▸ SELECTED PASSAGE:
● ● ●

Moskauer Art' ice cream: cream, wafers and cold war.
Born in the Soviet Union, it became an Eastern European tradition and, until recently, a cake of nostalgia. Today, it is also the stuff of the new Cold War.
If you are a child of Mitteleuropa and over forty years old, you know it: the ice cream sandwich made the Moscow way. When I ate it as a child on holiday in Grado (our little Italian Mitteleuropa), I didn't know I was enjoying a Russian speciality. We improperly called it 'spumone'; it took decades for me to discover that it was a classic spread from Gdansk to Leipzig, from Prague to St Petersburg, and that this classic has Soviet origins.
I can still find it on the shelves of Berlin supermarkets today, even if relegated to the bottom of the freezer cabinet: a creamy ice cream, with an amount of fat beyond all dietary limits, that withstood the Cold War and has come down to us. At least, until the Russian invasion of Ukraine.
Eis Moskauer Art, ice cream the Moscow way.
Describing it all is easy: a brick of cream ice cream made with whole milk held together by two thin wafers. That's all it is: almost two hundred grams of cream in ice-cream form. Warning: it can be addictive (in my case, only softeis, another speciality from the East, has a stronger pull).
The history of 'Moskauer Art' ice cream begins - to be exact - in Moscow in 1938, when mass production began. These were the years of the 'Great Terror', the terrible Stalinist purges, but also the attempt to provide the masses with good products that could compete with the capitalist world, or even be better. In the case of Moscow ice cream, the use of preservatives was totally forbidden: the preparation was meticulously controlled and the purity standards to be observed were strict.
From here, after the Second World War, ice cream spread throughout the Soviet bloc. In the GDR, 'Moscow-style' cream ice cream was considered a speciality and cost more than the others: one Mark-DDR for an ice cream. Today, it belongs to the ranks of those 'retro' products: those who look for the six-portion box in the supermarket, which can be found in almost all supermarkets in the eastern GDR and also in discount stores, are usually either born here or, like me, are 'children of the border'.
In Dresden: eat the original Moscow and feel like ambassadors of peace.
I still missed its original 'made in the USSR' version. Finding it in Dresden and consuming it by chance in an old covered market turned into an opportunity to talk about Russophobia and reflect on how damnatio memoriae, applied to food, is crazy bullshit.
Wandering around Dresden on an August afternoon, off the most popular tourist routes, we arrive in the centre of the Neustadt, on the opposite side of the Elbe from the old city dominated by the Fraunkirche and the beautiful Baroque palaces.
Behind a large avenue, we see one of those old covered markets that everywhere in Europe - from Paris to London, Berlin and Barcelona - have been renovated and brought to new splendour, mixing their original function - hosting local or exotic food shops - with new small tasting rooms to pass the time in company. We enter.
Flooded with light, with wrought-iron railings, ornate iron staircases and striking Wilhelmine lanterns, the covered market at Antonplatz (Neustadt Markthalle) is a little gem from the late 19th century. I discover, again with historic delay, that I am in one of the most beautiful historic markets in Germany. The year of its opening, 1899, belongs to the era in Germany known as the 'Gründerzeit' (lit. founders' age), i.e. the first years after the foundation of the German empire and the heart of the industrial revolution, which here in Dresden and Saxony was a golden age.

● ● ●

▸ DIRECTIVE 1:
Answer these questions about the article on Moscow-style ice cream:
(a) In what year did mass production of the ice cream begin in Moscow?
(b) How much did one Moscow-style ice cream cost in the GDR?
(c) In what year did the covered market at Antonplatz open?
▸ DIRECTIVE 2: From the article on Moscow-style ice cream, extract everything from "Describing it all" down to "a stronger pull).".

▸ DATASET SECTION:
● ● ●

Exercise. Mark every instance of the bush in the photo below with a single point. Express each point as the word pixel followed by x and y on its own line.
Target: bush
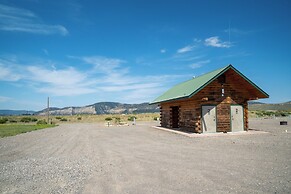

● ● ●

▸ WRITTEN RESPONSE 1:
(a) 1938
(b) One Mark-DDR
(c) 1899

▸ WRITTEN RESPONSE 2:
Describing it all is easy: a brick of cream ice cream made with whole milk held together by two thin wafers. That's all it is: almost two hundred grams of cream in ice-cream form. Warning: it can be addictive (in my case, only softeis, another speciality from the East, has a stronger pull).